### EXERCISE TASK
Copy the lines verbatim, beginning with the line that contains "Mark the mug" and continuing through the end of the data, and only those lines.
##### INFORMATION SHOWN #####
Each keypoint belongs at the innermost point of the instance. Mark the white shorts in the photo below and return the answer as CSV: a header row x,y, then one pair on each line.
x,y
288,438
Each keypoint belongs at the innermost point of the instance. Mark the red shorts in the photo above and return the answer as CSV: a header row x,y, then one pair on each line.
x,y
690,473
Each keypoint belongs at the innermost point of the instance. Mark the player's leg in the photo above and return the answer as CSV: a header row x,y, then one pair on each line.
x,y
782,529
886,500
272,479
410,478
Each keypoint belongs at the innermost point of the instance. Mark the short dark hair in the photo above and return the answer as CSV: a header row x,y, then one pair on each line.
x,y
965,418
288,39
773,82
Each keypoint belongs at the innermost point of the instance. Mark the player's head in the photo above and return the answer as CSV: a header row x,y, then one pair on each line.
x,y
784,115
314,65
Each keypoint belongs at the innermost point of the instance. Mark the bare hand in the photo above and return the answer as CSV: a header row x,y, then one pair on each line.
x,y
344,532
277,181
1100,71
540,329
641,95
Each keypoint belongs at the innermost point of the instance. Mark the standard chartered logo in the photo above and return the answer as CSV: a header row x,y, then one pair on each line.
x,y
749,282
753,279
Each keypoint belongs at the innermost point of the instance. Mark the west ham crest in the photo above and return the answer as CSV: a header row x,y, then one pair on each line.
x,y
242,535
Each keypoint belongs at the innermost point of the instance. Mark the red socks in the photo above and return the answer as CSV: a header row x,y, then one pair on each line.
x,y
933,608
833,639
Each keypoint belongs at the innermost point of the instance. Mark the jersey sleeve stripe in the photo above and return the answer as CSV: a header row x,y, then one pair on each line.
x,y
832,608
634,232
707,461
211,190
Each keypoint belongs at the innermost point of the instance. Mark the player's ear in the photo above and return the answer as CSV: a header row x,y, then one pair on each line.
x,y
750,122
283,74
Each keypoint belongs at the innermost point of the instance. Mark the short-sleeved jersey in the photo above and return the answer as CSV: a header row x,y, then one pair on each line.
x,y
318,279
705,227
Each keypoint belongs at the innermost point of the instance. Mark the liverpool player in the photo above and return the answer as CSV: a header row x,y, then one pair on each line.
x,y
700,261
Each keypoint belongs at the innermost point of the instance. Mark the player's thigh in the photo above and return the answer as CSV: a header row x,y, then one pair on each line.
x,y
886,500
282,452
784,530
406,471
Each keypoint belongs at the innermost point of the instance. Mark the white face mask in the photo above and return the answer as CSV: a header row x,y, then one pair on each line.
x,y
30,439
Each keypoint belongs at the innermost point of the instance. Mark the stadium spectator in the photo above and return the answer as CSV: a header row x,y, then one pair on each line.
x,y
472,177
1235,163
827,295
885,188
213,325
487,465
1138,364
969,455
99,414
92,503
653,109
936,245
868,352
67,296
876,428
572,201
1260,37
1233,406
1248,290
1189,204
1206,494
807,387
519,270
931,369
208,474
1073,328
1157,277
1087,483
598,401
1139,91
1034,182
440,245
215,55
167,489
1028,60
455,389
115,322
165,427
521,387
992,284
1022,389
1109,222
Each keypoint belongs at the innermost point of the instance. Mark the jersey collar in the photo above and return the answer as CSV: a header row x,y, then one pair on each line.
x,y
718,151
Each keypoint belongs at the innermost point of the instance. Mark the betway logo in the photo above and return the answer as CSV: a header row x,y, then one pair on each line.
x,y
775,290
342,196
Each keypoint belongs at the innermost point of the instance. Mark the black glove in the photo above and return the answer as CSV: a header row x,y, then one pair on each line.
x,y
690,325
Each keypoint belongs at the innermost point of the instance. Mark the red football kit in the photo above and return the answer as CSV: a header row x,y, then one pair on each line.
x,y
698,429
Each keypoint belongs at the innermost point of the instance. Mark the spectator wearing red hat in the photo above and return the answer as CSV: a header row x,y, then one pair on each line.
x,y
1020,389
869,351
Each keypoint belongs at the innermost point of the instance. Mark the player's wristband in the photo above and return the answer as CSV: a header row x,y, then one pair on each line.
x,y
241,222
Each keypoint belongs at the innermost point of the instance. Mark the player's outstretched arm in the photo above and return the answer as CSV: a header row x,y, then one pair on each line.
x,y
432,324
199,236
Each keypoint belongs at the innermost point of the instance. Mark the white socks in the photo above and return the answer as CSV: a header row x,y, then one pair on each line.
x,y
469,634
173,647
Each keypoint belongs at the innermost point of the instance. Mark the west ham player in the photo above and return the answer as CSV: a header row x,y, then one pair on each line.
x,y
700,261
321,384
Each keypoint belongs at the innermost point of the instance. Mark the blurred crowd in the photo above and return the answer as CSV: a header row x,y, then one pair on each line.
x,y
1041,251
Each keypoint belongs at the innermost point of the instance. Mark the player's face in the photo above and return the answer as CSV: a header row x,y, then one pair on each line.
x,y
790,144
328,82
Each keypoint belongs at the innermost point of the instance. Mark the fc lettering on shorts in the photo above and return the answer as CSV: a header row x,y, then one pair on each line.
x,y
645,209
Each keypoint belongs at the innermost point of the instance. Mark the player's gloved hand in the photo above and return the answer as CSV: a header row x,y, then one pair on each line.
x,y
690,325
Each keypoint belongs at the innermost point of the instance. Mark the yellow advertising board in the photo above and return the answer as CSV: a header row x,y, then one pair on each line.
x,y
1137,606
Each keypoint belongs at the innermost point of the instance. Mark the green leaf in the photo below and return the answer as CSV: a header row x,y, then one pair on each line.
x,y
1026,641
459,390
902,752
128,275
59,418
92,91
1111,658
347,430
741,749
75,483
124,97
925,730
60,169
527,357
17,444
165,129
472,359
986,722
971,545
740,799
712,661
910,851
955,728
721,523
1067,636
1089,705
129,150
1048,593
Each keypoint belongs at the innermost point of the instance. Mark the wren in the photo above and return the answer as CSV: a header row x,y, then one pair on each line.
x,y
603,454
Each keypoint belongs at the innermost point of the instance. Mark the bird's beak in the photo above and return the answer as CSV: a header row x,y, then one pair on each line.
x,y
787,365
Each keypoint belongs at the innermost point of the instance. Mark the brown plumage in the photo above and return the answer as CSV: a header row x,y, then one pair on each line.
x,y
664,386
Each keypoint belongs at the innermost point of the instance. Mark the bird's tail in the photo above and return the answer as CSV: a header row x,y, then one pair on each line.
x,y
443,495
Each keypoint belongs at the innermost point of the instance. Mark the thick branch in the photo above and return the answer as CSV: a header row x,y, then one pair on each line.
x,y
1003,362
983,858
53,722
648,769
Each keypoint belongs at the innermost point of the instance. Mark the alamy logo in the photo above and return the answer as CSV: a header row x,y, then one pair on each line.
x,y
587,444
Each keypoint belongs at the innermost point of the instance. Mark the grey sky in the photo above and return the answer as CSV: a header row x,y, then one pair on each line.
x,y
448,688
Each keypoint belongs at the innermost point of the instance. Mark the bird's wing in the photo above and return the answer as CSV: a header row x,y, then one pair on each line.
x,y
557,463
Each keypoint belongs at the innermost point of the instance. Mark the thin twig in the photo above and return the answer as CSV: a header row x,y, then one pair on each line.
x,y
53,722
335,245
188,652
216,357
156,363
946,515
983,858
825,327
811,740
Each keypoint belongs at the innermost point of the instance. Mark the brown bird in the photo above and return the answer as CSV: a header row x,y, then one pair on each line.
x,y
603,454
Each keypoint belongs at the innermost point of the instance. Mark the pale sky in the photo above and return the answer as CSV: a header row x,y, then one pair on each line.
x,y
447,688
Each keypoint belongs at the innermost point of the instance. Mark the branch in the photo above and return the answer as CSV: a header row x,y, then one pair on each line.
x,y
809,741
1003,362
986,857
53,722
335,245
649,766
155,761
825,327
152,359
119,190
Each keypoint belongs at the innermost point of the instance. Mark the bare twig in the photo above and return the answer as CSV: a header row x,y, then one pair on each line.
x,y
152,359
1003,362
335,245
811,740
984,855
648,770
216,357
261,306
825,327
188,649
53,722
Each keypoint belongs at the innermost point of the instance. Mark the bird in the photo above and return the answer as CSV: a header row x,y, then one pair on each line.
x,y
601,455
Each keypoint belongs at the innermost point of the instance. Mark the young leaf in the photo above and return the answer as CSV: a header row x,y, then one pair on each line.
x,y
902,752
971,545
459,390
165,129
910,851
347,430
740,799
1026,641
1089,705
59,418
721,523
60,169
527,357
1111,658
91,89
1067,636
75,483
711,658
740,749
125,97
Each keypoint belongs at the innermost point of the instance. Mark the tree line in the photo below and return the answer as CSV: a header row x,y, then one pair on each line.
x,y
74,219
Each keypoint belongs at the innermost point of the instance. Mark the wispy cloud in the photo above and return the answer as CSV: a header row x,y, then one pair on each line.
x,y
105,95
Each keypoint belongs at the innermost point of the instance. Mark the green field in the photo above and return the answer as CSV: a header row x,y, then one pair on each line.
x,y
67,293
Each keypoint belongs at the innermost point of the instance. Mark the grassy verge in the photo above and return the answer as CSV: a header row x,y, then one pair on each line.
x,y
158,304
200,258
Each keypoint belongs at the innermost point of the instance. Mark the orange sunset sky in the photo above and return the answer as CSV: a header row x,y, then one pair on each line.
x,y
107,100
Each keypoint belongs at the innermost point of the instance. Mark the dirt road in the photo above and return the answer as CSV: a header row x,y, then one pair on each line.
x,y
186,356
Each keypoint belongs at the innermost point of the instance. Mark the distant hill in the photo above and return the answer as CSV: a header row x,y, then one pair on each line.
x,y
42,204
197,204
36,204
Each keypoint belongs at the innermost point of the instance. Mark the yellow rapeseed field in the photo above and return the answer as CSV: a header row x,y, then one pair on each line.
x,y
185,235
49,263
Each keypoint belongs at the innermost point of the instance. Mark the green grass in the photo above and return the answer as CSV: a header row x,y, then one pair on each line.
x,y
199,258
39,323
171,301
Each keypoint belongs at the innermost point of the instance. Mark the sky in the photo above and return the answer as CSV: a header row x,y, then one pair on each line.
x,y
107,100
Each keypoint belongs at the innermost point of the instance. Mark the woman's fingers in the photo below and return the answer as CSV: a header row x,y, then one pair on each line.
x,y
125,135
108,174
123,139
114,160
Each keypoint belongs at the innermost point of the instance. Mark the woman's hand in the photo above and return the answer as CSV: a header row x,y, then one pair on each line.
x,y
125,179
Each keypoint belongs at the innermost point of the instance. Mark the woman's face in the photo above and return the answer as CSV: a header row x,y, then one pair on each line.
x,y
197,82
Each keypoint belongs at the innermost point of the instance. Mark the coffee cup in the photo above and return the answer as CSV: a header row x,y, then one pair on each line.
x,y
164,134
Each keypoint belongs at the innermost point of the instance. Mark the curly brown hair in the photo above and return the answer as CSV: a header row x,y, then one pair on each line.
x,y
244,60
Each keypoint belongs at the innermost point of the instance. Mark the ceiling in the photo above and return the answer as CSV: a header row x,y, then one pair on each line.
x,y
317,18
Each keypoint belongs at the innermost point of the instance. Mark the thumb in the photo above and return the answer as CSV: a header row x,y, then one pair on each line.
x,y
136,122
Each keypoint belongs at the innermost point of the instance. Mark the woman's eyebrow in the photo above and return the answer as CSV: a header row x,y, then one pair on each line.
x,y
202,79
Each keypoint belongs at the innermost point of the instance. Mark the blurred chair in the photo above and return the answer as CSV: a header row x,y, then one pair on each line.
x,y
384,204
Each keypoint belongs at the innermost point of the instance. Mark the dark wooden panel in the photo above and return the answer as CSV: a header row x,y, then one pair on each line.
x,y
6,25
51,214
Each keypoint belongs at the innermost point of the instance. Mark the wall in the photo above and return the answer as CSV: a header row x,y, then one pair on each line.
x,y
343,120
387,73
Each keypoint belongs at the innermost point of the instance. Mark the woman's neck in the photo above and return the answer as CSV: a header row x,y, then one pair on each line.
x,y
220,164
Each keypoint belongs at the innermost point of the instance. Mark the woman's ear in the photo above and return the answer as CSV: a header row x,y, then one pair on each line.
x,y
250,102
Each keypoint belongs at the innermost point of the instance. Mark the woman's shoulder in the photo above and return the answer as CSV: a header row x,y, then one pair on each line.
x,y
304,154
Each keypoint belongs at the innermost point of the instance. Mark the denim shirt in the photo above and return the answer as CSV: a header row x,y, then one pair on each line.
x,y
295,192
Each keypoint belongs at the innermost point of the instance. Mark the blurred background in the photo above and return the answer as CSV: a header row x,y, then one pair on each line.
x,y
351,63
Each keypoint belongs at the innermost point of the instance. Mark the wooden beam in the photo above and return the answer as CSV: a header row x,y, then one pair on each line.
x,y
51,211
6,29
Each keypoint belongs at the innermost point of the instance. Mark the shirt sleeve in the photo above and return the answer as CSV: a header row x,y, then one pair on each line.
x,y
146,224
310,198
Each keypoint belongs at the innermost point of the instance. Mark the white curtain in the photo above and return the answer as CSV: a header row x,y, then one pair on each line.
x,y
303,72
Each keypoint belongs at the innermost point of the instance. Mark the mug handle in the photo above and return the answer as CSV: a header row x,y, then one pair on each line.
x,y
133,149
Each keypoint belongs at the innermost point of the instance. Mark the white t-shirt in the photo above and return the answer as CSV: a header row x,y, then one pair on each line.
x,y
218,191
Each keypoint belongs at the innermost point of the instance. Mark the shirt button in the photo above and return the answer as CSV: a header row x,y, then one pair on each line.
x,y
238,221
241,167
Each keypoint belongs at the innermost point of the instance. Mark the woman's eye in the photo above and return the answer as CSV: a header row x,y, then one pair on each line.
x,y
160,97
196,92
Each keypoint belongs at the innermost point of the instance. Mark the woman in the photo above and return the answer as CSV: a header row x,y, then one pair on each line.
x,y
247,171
#####
### EXPECTED ANSWER
Each keypoint belongs at the innermost point of the instance. Mark the mug handle in the photo above and return the answer as CSV: a header row x,y, then one pair on each line.
x,y
133,149
Each keypoint belongs at the innermost point of the instance. Mark the white t-shirt in the photo above and return the answer as CSV: a header row x,y, then one pair on each line.
x,y
218,191
Each keypoint belongs at the innermost point of the instance. Mark the shirt button in the photo above and return the answer as CSV: a header row x,y, then one pair on each line.
x,y
238,221
241,167
Each keypoint belongs at the innermost point of the instance. Mark the woman's eye in the photo above and return the answer as CSV: a header row x,y, then one pair on each line.
x,y
160,97
196,92
Each keypoint belongs at the innermost point of the instance. Mark the woman in the photo above and return the answer as CSV: a header row x,y, then one pair on each line.
x,y
247,171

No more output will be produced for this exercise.